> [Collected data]

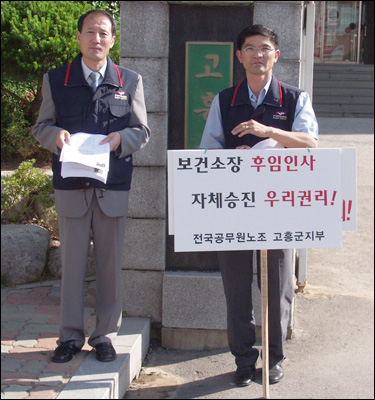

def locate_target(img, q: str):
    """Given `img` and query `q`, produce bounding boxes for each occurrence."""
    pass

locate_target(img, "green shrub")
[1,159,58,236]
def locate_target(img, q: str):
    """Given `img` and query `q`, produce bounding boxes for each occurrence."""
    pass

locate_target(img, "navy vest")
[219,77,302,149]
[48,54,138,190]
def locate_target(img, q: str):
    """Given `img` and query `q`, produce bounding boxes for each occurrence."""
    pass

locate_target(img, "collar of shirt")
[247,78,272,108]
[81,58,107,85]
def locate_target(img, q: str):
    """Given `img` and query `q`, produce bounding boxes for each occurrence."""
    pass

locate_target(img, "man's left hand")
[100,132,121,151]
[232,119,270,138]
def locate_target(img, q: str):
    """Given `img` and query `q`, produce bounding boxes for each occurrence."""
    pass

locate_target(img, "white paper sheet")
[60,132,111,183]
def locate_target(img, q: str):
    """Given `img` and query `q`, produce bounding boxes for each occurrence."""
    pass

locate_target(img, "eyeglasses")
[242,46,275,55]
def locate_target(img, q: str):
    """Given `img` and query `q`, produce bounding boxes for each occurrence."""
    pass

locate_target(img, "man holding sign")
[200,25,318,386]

---

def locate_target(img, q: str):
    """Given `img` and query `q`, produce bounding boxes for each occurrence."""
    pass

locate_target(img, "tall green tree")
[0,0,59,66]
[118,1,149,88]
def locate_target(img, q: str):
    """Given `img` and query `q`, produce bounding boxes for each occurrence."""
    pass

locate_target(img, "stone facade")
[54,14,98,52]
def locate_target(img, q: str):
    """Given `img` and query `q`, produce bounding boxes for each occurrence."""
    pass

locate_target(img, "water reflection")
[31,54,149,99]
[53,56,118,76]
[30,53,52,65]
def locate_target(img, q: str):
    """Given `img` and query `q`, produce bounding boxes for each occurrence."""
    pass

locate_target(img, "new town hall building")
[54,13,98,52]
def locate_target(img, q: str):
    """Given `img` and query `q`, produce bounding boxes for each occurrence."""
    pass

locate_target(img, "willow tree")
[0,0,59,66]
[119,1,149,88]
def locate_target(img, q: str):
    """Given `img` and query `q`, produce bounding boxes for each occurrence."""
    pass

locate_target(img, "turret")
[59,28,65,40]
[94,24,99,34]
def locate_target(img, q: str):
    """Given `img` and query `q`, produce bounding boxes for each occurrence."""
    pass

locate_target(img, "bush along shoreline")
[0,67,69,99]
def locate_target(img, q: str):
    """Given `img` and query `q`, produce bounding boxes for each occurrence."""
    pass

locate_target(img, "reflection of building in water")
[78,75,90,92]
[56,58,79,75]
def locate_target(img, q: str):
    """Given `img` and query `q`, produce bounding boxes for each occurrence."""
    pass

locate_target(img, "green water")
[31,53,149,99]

* * *

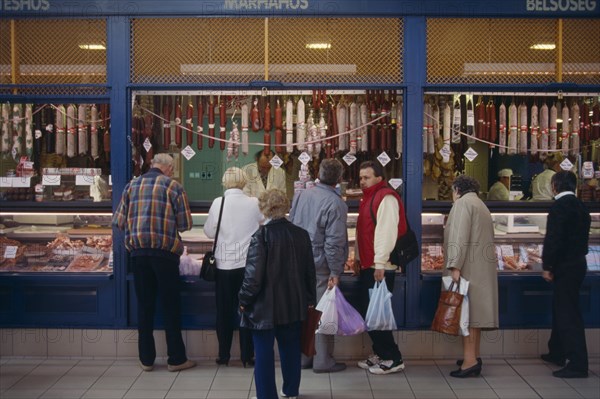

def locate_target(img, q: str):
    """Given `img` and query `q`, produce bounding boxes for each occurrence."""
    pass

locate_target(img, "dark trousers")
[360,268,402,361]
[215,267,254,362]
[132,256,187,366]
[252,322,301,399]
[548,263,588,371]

> [Exercise goal] List each line in the entries above that contains the word "water". Case counts.

> [Full output]
locate_target(img, "water reflection")
locate_target(img, "reflection of building in water")
locate_target(img, "green water")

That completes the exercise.